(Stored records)
----------
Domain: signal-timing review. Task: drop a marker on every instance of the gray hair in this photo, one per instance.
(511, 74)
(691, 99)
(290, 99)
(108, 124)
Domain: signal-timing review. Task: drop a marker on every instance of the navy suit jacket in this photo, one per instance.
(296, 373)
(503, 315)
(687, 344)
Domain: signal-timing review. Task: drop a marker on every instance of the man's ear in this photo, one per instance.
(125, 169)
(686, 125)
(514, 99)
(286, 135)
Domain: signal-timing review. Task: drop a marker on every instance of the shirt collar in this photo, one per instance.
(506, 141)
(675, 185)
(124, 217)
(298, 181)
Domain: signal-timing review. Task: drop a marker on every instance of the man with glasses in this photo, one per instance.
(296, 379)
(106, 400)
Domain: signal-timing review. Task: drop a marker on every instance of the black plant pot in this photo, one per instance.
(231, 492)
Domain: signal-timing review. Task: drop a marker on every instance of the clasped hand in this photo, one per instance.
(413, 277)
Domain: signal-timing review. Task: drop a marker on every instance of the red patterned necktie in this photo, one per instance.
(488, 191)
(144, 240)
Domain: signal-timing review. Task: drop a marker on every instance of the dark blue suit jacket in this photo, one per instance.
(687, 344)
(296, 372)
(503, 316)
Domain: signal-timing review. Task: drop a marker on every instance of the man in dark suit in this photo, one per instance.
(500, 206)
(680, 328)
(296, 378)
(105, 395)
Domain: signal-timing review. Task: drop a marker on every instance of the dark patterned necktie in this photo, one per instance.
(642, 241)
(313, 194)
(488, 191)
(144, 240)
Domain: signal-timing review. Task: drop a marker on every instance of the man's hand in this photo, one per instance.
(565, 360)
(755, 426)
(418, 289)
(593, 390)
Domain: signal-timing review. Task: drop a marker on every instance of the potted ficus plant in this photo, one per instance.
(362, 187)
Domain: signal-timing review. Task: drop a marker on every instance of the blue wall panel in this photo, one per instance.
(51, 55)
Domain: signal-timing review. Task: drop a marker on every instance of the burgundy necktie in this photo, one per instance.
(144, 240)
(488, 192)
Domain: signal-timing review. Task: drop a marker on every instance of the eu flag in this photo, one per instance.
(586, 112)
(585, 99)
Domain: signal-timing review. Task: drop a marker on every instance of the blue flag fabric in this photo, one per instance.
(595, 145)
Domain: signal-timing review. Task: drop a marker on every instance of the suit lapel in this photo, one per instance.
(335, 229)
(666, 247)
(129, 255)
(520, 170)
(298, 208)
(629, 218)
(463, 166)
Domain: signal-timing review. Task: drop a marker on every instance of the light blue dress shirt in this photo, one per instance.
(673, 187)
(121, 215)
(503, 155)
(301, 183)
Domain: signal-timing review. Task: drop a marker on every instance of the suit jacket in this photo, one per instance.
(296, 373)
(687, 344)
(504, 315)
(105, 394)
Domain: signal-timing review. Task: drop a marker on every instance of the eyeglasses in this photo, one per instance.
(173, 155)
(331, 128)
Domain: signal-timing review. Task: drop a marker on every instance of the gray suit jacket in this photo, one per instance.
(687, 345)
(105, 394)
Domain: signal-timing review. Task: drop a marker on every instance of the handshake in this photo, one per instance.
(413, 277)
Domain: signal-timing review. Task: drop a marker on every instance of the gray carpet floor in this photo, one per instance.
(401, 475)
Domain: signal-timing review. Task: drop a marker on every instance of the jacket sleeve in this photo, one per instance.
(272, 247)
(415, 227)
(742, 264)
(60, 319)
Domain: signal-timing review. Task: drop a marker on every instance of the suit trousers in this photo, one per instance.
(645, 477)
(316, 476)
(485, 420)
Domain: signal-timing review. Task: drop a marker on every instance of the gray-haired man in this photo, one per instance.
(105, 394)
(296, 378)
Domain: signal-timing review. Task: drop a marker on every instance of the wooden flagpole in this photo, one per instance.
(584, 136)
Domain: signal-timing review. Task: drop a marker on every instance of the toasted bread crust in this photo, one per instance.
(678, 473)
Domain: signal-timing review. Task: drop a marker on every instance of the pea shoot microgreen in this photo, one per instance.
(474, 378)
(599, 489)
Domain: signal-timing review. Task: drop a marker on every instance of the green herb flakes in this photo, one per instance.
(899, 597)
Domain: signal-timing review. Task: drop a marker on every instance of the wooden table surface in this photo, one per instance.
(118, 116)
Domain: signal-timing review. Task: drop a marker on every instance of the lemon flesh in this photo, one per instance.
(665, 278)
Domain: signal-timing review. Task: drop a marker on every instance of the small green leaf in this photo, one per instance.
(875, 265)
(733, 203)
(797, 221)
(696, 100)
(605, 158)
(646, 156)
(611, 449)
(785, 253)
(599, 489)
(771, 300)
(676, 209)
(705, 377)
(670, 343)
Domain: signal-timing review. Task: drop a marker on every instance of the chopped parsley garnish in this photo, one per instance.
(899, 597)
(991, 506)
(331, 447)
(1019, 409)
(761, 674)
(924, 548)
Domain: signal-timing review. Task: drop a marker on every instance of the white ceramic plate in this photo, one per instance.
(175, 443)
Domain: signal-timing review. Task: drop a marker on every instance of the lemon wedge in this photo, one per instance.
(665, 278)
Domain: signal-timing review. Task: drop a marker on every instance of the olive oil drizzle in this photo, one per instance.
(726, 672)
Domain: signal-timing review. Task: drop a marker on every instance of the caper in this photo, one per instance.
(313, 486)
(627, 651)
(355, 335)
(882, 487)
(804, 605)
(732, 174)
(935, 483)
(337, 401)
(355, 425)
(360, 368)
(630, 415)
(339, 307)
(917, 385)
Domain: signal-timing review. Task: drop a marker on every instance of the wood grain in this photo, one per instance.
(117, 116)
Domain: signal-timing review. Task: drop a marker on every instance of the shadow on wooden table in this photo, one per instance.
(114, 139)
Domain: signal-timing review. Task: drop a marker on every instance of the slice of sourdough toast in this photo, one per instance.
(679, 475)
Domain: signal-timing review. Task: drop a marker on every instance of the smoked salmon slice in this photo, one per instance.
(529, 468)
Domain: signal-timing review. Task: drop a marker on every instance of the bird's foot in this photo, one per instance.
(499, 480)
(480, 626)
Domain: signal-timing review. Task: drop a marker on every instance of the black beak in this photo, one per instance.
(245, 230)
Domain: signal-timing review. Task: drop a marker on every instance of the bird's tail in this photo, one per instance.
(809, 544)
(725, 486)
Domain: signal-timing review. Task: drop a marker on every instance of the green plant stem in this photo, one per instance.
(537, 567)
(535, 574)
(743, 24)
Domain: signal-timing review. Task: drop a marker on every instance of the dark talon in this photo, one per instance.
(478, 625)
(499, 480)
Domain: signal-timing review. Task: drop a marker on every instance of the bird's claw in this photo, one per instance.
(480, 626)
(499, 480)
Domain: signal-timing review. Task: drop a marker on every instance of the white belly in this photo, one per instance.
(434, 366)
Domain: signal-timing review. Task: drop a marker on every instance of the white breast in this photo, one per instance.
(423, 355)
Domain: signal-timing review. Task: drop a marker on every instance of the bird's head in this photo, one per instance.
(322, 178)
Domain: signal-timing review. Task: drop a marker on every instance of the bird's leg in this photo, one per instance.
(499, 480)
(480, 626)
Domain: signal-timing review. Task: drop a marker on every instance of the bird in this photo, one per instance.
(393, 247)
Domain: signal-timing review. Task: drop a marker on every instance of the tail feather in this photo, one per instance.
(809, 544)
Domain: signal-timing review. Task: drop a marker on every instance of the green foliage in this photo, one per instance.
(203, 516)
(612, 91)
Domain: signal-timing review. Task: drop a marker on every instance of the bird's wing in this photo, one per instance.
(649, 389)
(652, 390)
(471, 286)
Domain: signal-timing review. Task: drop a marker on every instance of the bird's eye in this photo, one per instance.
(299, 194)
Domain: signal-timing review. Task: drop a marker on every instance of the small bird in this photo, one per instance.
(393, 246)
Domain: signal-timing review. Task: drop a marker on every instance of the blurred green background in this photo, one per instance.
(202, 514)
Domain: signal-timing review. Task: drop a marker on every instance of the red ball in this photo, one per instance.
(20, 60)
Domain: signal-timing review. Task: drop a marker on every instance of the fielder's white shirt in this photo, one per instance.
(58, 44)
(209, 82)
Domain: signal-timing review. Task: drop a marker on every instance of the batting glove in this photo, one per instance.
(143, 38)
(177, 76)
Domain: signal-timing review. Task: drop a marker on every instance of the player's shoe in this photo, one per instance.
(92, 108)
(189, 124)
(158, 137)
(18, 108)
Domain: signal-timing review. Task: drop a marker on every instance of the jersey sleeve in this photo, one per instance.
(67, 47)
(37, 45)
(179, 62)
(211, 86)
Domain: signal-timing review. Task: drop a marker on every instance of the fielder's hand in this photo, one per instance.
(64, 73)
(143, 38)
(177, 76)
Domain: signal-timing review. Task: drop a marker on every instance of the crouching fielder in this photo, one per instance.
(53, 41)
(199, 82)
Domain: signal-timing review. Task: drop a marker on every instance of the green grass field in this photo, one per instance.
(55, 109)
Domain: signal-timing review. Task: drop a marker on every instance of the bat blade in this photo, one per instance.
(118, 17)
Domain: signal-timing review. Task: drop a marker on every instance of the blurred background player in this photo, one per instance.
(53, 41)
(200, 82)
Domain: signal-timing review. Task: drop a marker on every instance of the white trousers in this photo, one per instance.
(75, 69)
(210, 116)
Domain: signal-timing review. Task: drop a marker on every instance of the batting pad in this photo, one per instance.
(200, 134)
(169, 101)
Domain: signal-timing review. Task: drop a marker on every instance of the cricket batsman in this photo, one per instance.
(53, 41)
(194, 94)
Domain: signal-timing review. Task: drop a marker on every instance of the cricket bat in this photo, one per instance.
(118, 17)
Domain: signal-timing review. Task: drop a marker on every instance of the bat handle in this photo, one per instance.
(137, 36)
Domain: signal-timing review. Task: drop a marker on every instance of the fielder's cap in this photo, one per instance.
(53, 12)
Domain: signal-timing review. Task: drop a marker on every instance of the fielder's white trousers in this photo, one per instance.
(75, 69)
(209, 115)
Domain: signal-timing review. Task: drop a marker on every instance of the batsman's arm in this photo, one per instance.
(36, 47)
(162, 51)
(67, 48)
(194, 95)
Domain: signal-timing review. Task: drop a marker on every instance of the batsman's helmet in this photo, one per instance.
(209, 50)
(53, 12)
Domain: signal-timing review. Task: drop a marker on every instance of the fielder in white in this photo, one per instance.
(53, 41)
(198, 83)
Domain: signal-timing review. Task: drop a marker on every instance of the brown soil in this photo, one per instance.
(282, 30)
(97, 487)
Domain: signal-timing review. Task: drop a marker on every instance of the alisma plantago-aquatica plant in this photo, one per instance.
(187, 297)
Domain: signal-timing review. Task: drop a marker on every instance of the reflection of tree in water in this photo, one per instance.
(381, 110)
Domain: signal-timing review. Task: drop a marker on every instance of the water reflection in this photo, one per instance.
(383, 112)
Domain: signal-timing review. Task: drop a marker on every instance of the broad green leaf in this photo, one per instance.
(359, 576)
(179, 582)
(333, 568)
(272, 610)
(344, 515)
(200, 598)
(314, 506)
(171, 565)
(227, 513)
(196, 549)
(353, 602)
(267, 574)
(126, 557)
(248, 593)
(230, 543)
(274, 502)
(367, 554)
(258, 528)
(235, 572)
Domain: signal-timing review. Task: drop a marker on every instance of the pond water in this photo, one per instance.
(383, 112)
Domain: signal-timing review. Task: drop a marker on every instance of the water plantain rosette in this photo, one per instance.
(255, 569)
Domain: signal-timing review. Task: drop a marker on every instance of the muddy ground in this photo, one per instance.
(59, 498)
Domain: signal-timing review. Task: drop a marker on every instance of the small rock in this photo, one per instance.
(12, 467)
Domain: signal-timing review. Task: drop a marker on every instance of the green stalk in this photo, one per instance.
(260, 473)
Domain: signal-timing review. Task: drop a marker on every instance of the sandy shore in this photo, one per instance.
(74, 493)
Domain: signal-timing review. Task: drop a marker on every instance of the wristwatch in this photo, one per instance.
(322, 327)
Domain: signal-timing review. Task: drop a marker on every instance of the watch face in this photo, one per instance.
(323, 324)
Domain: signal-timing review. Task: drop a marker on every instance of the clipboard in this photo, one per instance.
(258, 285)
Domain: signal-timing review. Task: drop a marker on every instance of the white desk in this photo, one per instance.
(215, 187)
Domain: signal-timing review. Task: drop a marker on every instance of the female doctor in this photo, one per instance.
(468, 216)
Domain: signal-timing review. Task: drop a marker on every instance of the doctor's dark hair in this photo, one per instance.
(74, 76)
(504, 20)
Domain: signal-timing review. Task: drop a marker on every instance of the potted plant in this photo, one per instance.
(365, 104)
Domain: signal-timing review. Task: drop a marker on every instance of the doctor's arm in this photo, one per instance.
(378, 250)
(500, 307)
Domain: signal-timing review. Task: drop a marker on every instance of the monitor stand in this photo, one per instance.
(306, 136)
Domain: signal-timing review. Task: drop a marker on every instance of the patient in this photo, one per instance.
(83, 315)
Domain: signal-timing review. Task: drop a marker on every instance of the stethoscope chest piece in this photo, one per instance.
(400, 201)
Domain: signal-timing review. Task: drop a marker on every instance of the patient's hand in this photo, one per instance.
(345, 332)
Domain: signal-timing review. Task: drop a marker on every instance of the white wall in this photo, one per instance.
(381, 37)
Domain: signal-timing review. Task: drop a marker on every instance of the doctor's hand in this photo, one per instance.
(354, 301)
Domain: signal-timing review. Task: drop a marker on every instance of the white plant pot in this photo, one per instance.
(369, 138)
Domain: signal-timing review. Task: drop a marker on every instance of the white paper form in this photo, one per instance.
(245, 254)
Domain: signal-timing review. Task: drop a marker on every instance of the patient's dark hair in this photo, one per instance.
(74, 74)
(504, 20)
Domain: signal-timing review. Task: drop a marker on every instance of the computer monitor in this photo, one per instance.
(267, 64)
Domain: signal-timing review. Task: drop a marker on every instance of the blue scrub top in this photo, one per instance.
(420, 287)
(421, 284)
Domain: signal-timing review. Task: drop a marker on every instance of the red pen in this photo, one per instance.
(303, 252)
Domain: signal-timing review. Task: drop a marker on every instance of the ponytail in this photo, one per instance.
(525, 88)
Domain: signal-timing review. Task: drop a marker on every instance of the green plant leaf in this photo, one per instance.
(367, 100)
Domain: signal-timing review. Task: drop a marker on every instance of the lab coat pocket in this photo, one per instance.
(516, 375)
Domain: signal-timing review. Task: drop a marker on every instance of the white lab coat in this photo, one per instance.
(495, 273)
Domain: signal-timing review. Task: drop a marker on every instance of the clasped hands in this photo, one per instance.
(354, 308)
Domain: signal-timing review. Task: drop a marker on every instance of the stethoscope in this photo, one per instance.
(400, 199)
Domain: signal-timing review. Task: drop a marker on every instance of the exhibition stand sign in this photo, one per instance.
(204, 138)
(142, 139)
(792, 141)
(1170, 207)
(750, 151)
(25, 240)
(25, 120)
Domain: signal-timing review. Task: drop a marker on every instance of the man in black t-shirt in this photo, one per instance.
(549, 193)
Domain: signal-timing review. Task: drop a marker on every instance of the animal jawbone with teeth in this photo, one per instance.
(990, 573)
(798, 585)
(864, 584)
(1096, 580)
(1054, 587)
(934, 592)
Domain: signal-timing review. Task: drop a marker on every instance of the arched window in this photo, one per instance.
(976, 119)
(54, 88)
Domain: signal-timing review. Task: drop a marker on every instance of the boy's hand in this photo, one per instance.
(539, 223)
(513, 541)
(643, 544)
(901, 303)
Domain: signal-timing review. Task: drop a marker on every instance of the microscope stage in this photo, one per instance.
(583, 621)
----------
What is expected |
Using the records above, please retype only the run of lines from the line holding "stethoscope in this photo, one per instance." through the last line, both ends included.

In response |
Domain: signal-timing review. Task: drop a marker on every instance of the stethoscope in this photo, one per instance.
(400, 199)
Domain: signal-timing review. Task: drop a marker on every instance of the exhibition stand sign in this photo, one per instance.
(204, 138)
(142, 139)
(792, 141)
(1170, 207)
(750, 151)
(25, 240)
(25, 120)
Domain: signal-timing review. Task: drop a marker on every instance of the man in black t-shirt in this photo, one per instance.
(549, 193)
Domain: signal-timing review. Task: drop a marker on every instance of the animal jawbone with teeth in this photo, one per instance.
(990, 573)
(798, 585)
(864, 584)
(1096, 580)
(1054, 587)
(934, 592)
Domain: signal-timing review. Task: drop a marker on every instance of the arched window in this photo, one per instance.
(976, 119)
(54, 88)
Domain: signal-timing review. Task: drop a marker on every instance of the boy's hand in this photo, one per instance.
(539, 223)
(513, 541)
(643, 544)
(901, 303)
Domain: signal-timing review. Task: drop a marker on every instance of the microscope stage in this photo, one per instance.
(583, 621)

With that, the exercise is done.